* Set tasks *
**1)** Shorten the paragraph beginning "The right's opposition to indigenous people's rights" from the essay on leftist thinking and indigenous people, keeping its main facts.
**2)** Resume the essay on leftist thinking and indigenous people, picking up after its final sentence.

* Source *
-------

This contradiction led me to think about the classical leftist theory: materialism.

The original main thoughts of the left are that there is unjustifiable stratification in society and that our culture in a very broad sense (including our political thinking) should be seen in the light of material (economic) relations between people. Existing social structures, ideologies and thinking are traditionally suspected by the left of supporting unnecessary inequality.

According to this thinking, the objective function of a societal institution or idea may be opposed to, or radically different from, its subjective justification. A church that preaches equality can contribute to oppression, for example.

Another feature of this perspective is that injustice is not upheld mainly by brute force or overt monopolisation of assets but by social and intellectual confusion among the lower strata.

From my indigenous perspective, I applied the classical leftist thinking to the contemporary left itself and concluded that the left was perhaps more guilty of maintaining thinking that kept indigenous people down than the right. The right has, of course, in an obvious way been opposed to recognition of our property rights and many other rights. But those elements of our political and social thinking that are the most important immediate impediments for indigenous people are promoted by the left. Remember that the official left is no longer an oppositional force like the 19th-century workers' movement, but part of the ruling elites. This explains, if we apply the original leftist perspective, why the official contemporary left can play a role in oppression.

The right's opposition to indigenous people's rights is intellectually easy to handle. But the factor that determines whether indigenous people will be able to do anything at all is our ability to handle substance abuse, passive welfare, et cetera. Strength in these policy areas is a prerequisite for the struggle for land rights and social and economic equality with non-indigenous people, but it is harder to formulate correct thinking about those problems than it is to argue for our rights. In the social-policy areas, leftist and liberally minded opinion is our main opponent.

Of course there is much genuine leftist, egalitarian and democratic thinking in the official left, resulting in policies that I would probably support if I were politically active outside indigenous affairs: defence for universally accessible health care, defence for public education along the lines advocated by Canadian author and philosopher John Ralston Saul, and so on.

Such policies might be wrong; I do not reject without discussion the argument and evidence presented by the market-economy liberals. But the discussion about whether the "class solidarity" heritage of the left is economically viable is separate from my criticism of the socially destructive side of leftist ideology. I argue that leftist thinking maintains social tension at least to the same extent as rightist thinking does, by advocating policies that give rise to the spread of irresponsible lifestyles and dysfunction. Policies that objectively worsen indigenous economic and social marginalisation and fragmentation of our society (and I argue that progressivist policies do that) obviously contribute to "racial tension" even if the proponents are card-carrying lefties.

Left policies contribute to driving wedges between groups of unprivileged people who should be allies – divide the masses, the old labour movement would have said. The irony is that the left accuses the right of being divisive and believes itself to be morally superior.

-------

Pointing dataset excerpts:
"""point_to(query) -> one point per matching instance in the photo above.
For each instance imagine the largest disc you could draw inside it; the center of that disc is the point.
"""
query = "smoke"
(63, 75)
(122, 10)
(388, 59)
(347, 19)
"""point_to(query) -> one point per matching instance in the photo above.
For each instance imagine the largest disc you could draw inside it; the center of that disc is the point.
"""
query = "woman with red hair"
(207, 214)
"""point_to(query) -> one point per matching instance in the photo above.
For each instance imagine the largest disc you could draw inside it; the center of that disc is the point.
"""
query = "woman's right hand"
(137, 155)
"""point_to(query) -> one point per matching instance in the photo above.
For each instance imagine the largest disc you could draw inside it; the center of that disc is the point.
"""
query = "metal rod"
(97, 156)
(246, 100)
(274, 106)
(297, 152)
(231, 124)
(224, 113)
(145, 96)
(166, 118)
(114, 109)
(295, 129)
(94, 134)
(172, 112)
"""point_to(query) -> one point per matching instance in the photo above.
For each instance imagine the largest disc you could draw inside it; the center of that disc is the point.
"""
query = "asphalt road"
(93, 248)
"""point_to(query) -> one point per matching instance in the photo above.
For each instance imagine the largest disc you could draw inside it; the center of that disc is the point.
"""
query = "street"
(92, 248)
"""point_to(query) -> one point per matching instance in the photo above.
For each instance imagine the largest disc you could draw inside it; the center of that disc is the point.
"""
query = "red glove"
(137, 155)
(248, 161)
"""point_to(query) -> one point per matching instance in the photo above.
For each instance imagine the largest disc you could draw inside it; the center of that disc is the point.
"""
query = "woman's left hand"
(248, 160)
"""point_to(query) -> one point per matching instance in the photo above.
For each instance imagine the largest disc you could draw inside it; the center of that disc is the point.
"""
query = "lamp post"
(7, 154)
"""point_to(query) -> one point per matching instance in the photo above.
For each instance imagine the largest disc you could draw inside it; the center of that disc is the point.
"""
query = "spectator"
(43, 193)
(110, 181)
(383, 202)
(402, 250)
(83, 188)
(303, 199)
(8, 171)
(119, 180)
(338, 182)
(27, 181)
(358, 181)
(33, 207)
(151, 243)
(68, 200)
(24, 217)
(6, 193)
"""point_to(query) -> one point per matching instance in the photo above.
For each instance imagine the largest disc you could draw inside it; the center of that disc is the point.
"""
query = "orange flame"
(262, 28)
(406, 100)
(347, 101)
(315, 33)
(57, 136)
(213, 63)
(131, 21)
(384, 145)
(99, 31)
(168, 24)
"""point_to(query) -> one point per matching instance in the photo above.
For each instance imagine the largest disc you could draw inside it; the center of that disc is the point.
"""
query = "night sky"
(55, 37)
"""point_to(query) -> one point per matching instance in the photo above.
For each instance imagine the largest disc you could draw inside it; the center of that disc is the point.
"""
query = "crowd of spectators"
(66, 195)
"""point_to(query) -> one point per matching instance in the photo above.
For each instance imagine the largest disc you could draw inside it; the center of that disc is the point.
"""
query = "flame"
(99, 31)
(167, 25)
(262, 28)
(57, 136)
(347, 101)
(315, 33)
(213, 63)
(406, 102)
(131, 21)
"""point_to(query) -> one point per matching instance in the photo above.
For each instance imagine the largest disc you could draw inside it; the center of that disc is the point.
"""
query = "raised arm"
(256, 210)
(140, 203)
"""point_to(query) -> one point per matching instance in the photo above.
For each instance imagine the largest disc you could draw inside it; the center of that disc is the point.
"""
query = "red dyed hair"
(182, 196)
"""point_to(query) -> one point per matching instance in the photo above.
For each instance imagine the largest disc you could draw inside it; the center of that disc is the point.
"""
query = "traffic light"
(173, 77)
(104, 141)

-------

* Answers for the exercise *
**1)** Right-wing opposition to indigenous rights is intellectually easy to counter. Whether indigenous people can act at all depends on handling problems such as substance abuse and passive welfare. Strength there is a prerequisite for winning land rights and equality, but sound thinking on those problems is harder to form than arguments for rights. In social policy, leftist and liberal opinion is the main opponent.

**2)**
The right has a damning record of marginalising and neglecting us indigenous people and other groups. However, the current situation is that the right is interested in exploring policies that perhaps can deal with indigenous people's core problems, while the left is not.

 

I OFTEN RETURN TO THE AREA OF ADDICTIVE SUBSTANCES and behaviours because it is the area where the outcomes of "liberal" attitudes have the gravest consequences for my people. My first paper, the speech I wrote with Mervyn Gibson in 1987, was about alcohol and gambling. Now other abuses are growing threats to my people. In my land, alcohol, illicit drugs, gambling, et cetera are not means of recreation but miserable sources of disunity, passivity, crime, violence, pain and death.

The introduction of new abuses hits the weakest people the hardest and has a paralysing effect on people who are not directly involved in abusive behaviour. That is what the left calls "oppression". If the introduction of new potential social problems is reactionary and oppressive, then "radical" and "liberally minded" people must ask themselves some questions.

First, why has participation in the spread of new potentially addictive abuses been a "radical" or socially accepted attitude in wide circles? (Very many left-leaning people have, of course, been opposed to abusive behaviour and they might take offence at my assertion, but it is a fact that the least charge that can be upheld against the left is that it has consistently diverted the discussion away from the responsibility of the individual in favour of theories about underlying social reasons for people's behaviour. The same story is now repeating itself with a wide range of new illicit substances.)

Labor politician Carmen Lawrence has always been opposed to such madness, but her eyewitness account in her speech about the sixties and the Whitlam years was accurate: "A growing number of young radicals dedicated prodigious energy – and large quantities of mind-altering substances – to analysing and re-imaging our society ... a new strand of libertarianism, impatient with censorship and anti-drug laws, flourished." (For balance and fairness, non-progressive people could be asked questions about the role of the Australian alcohol and gambling culture and the alcohol and gambling business in the destruction of my people.)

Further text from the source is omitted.